Supplied passage »
════════
Personal information
- Full name: Bradley Drew
- Born: 25 August 1975 (age 50) Sydney, New South Wales, Australia

Playing information
- Height: 5 ft 7 in (171 cm)
- Weight: 13 st 0 lb (83 kg)
- Position: Hooker, Halfback
Club
| Years | Team | Pld | T | G | FG | P |
| 1993–00 | Penrith Panthers | 62 | 9 | 0 | 1 | 37 |
| 2001–02 | Parramatta Eels | 45 | 6 | 6 | 1 | 37 |
| 2003–04 | Canberra Raiders | 38 | 5 | 1 | 4 | 26 |
| 2005–07 | Huddersfield Giants | 90 | 18 | 26 | 1 | 125 |
| 2008–09 | Wakefield Trinity Wildcats | 40 | 7 | 15 | 1 | 59 |
| 2010 | Huddersfield Giants | 9 | 1 | 0 | 0 | 4 |
|  | Total | 284 | 46 | 48 | 8 | 288 |
Representative
| Years | Team | Pld | T | G | FG | P |
| 2001–04 | City Origin | 2 | 0 | 0 | 0 | 0 |
- Source:

= Brad Drew =

Australian rugby league footballer

Brad Drew (born 25 August 1975) is an Australian former professional rugby league footballer who played in the 1990s and 2000s. A City New South Wales representative hooker, he played in Australia for Penrith, Parramatta and Canberra and in England for Huddersfield and Wakefield Trinity Wildcats.
════════
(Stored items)
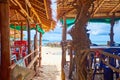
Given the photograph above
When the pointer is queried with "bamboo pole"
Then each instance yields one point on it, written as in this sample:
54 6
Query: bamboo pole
35 47
5 40
21 31
71 62
112 31
40 49
63 49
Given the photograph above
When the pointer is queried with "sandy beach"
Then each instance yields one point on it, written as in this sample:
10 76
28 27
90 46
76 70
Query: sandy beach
51 64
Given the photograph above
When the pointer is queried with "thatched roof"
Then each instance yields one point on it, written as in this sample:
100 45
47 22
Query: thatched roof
101 9
36 11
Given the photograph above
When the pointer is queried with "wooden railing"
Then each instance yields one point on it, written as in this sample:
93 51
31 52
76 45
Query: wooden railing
26 57
87 53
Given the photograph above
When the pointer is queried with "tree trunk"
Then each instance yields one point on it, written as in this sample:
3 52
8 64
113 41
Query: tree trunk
81 41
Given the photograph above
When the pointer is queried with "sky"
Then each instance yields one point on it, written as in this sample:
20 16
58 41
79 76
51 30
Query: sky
99 32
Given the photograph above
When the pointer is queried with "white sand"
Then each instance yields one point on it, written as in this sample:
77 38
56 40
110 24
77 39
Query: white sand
51 64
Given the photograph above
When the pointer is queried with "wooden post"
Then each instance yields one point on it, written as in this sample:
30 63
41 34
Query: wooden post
71 62
0 53
40 49
29 39
21 32
5 40
15 32
35 47
112 31
63 48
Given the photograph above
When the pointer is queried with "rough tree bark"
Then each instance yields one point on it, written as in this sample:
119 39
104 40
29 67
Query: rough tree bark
80 39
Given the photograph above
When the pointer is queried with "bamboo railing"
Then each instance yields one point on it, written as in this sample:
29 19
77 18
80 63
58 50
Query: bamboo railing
87 53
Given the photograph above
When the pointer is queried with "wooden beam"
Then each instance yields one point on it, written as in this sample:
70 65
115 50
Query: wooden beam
33 10
40 48
98 7
39 2
114 8
21 31
40 8
5 40
23 10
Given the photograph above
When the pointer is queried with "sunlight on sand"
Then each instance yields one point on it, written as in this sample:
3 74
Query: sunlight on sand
51 64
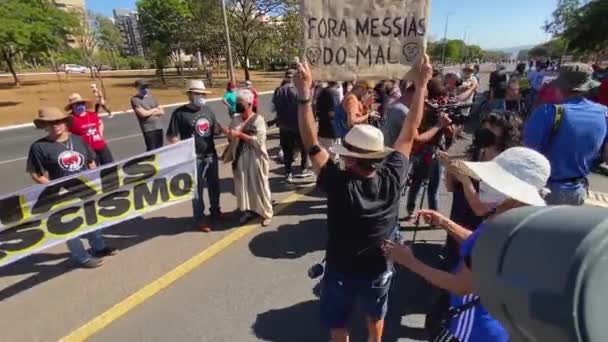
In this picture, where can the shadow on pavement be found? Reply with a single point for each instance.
(297, 323)
(122, 236)
(290, 241)
(410, 295)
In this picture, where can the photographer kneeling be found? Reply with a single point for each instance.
(435, 133)
(362, 209)
(519, 174)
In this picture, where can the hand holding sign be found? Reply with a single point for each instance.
(303, 80)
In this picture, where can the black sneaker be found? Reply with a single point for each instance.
(306, 173)
(289, 178)
(92, 262)
(108, 251)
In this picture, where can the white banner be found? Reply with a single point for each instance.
(42, 216)
(354, 39)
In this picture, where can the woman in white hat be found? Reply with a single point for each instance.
(250, 161)
(518, 175)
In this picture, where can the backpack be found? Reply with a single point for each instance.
(340, 122)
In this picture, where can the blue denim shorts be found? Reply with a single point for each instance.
(339, 292)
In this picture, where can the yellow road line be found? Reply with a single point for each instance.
(597, 199)
(143, 294)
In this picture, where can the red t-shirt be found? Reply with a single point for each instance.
(86, 126)
(603, 94)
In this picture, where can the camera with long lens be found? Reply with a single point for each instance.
(316, 271)
(454, 111)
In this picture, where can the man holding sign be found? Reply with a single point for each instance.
(362, 209)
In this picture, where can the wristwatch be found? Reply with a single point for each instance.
(304, 101)
(314, 150)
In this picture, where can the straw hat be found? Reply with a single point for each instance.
(76, 98)
(197, 87)
(519, 173)
(49, 114)
(363, 142)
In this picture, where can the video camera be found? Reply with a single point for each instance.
(543, 273)
(454, 111)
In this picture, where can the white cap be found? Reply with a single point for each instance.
(246, 95)
(519, 173)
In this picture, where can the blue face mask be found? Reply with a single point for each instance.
(79, 108)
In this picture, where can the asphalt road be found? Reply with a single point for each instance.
(245, 284)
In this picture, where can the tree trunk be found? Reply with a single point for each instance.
(114, 60)
(9, 62)
(162, 75)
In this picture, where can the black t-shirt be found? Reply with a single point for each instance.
(462, 213)
(498, 83)
(361, 214)
(187, 122)
(59, 159)
(328, 100)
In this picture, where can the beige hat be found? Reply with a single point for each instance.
(50, 114)
(197, 87)
(363, 142)
(76, 98)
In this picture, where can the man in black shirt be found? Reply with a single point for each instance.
(197, 120)
(362, 208)
(61, 154)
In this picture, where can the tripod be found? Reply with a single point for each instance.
(425, 187)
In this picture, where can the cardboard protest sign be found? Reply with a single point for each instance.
(42, 216)
(355, 39)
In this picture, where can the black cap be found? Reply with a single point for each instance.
(142, 84)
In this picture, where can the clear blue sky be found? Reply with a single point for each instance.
(494, 23)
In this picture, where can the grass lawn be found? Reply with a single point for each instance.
(20, 104)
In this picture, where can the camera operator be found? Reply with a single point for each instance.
(518, 175)
(571, 135)
(362, 209)
(497, 133)
(435, 133)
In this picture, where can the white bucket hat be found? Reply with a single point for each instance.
(519, 173)
(363, 142)
(197, 87)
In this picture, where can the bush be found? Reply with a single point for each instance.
(135, 63)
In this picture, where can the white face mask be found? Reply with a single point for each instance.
(198, 100)
(491, 197)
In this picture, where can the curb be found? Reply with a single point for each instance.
(130, 111)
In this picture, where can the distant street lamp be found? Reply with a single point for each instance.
(464, 40)
(230, 63)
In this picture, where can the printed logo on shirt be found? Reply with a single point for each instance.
(71, 161)
(202, 126)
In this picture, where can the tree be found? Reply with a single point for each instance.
(88, 40)
(206, 30)
(110, 38)
(588, 31)
(33, 26)
(252, 21)
(163, 24)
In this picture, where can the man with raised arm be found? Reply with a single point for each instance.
(362, 208)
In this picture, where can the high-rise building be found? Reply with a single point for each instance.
(127, 23)
(75, 6)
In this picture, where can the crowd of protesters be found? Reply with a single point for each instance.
(369, 144)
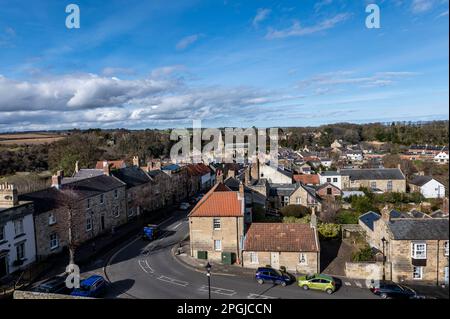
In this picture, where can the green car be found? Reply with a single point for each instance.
(317, 282)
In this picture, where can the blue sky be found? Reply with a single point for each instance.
(139, 64)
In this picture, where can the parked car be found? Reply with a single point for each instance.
(55, 285)
(150, 232)
(389, 289)
(317, 282)
(93, 286)
(266, 274)
(184, 206)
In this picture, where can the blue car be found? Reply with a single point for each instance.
(93, 286)
(266, 274)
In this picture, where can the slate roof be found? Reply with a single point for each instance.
(280, 237)
(420, 180)
(369, 218)
(307, 178)
(373, 174)
(220, 201)
(419, 229)
(132, 176)
(48, 199)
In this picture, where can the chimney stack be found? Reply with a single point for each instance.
(136, 161)
(8, 196)
(106, 168)
(57, 179)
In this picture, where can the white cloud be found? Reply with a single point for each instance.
(297, 30)
(187, 41)
(261, 15)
════════
Resume the article on rugby league player Brad Drew, writing on from its final sentence.

==Playing career==
Drew made his first grade debut for Penrith in round 19 1993 against Balmain at Leichhardt Oval.

Drew made no first grade appearances for three years before making his next appearances in 1996. It wasn't later in his Penrith career that Drew featured more prominently for the team. In 2000, Drew played for Penrith in their semi final defeat against Parramatta. This was Drew's last game for Penrith and he signed for Parramatta in the aftermath.

Drew played at hooker for the Parramatta Eels in their 2001 NRL grand final loss to the Newcastle Knights. In the 2002 season, Drew played for Parramatta in their finals loss against the Brisbane Broncos.

In 2003, Drew signed for Canberra. In the 2003 season, Canberra finished in 4th place on the table. Drew played in their elimination finals loss against New Zealand. The following year in 2004, Canberra again made the finals and Drew played in their finals defeat against the Sydney Roosters.

Drew later signed to play in the Super League for English club Huddersfield Giants. He played for Huddersfield in the 2006 Challenge Cup Final at against St. Helens but the Giants lost 12–42.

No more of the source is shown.